Set down, please, the line that contains "[spot] the orange sky, one" and every line that follows it to the end of the records, exactly; do not include pictures.

*** Opening of Input records ***

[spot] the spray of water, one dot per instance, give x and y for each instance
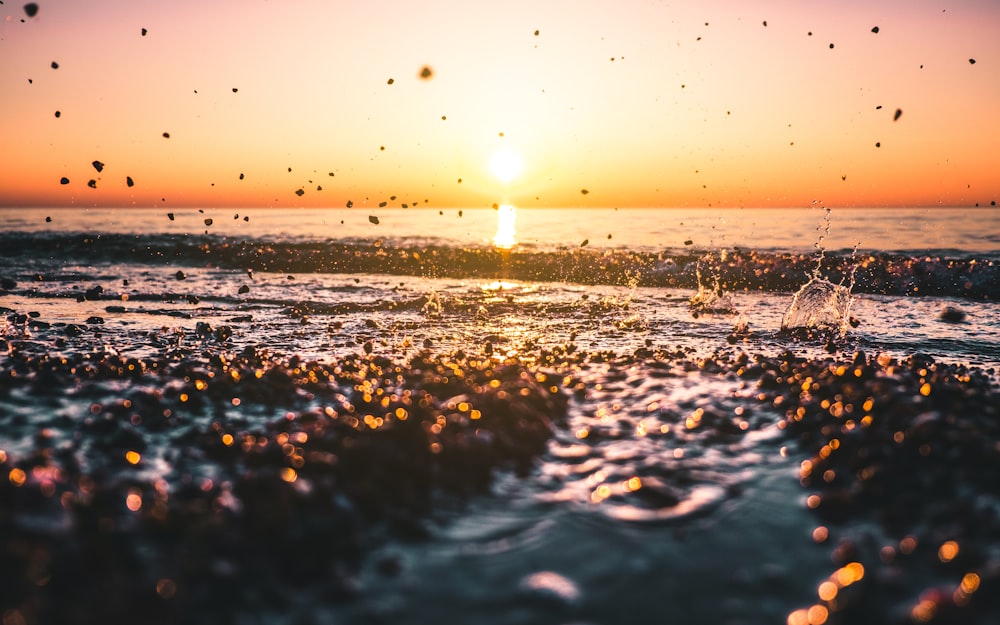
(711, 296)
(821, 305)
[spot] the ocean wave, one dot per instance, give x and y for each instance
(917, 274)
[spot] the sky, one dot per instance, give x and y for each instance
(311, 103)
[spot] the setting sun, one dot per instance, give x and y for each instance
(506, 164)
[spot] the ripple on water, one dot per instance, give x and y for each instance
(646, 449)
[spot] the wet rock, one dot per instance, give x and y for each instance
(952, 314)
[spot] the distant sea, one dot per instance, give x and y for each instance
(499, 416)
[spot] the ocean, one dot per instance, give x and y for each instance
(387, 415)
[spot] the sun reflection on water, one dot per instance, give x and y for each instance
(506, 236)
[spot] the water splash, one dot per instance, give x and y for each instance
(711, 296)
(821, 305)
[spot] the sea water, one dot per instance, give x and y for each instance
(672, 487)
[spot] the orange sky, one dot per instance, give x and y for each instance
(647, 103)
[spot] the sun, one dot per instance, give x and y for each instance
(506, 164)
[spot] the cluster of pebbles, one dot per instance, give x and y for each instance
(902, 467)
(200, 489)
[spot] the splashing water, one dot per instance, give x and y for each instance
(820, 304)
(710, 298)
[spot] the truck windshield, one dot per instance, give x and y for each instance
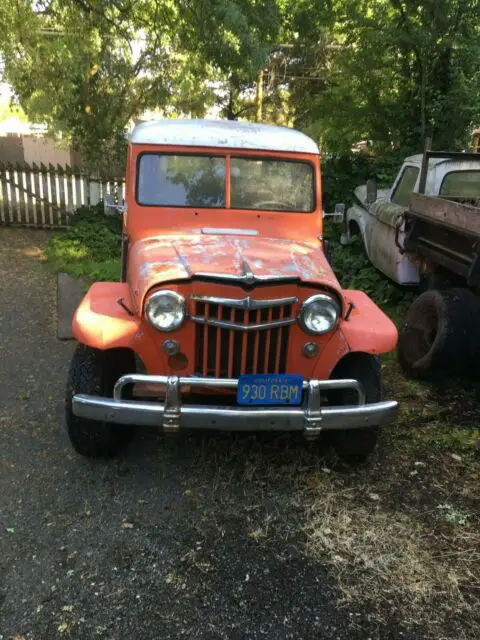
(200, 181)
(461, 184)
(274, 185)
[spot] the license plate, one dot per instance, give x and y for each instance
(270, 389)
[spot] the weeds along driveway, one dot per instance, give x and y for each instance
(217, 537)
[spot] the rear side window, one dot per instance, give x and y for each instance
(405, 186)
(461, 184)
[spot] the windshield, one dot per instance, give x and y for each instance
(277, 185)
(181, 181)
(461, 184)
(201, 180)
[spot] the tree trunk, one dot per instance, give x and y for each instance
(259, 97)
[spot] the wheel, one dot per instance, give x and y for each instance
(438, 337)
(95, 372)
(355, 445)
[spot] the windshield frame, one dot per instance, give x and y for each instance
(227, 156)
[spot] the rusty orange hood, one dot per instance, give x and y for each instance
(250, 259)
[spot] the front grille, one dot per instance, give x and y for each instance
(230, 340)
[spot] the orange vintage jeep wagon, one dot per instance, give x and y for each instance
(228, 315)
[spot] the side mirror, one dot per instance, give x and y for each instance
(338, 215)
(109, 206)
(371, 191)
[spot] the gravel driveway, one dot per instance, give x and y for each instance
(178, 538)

*** Close of Input records ***

**Expected answer**
[spot] the orange sky, one dot per instance, give x and y for each instance
(647, 103)
[spot] the sun, one dot per instance, give x and y for each instance
(506, 164)
[spot] the cluster of pebbles, one dot per instance, give x and y for each instance
(902, 467)
(200, 489)
[spot] the splashing water, one dot per instance, give x and y for each instance
(820, 304)
(710, 298)
[spot] the truck windshield, one dot per instance, give x and y for each instance
(200, 181)
(461, 184)
(274, 185)
[spot] the license plate, one dot per instance, give x and y for each instance
(270, 389)
[spot] the weeds along driveway, one dot per instance, give x and y for each instance
(217, 537)
[spot] the rear side window, one dot per instance, give x and y for each instance
(405, 186)
(461, 184)
[spot] the windshield, one dot per instance, give x and y for each instance
(277, 185)
(181, 181)
(461, 184)
(201, 180)
[spot] the tree trunk, one dot per instance, give x and y for each instance
(259, 97)
[spot] the wheel, one dot per instance, give x and y for each instance
(438, 337)
(95, 372)
(355, 445)
[spot] the windshield frame, one dot per instance, give x and y for each instance
(227, 156)
[spot] the rusty orange hood, one dot per instance, give x and y for each instance
(250, 259)
[spot] the front grille, one dot per instance, give x and y for each instance
(230, 340)
[spot] the orange vintage jeep wagon, one dot per instance, give x and y for each instance
(228, 315)
[spot] the side mirror, one dot per instance, give x and y for each instance
(338, 215)
(109, 206)
(371, 191)
[spot] the gravel driveway, one dot per instance, give x and y for each instance
(178, 538)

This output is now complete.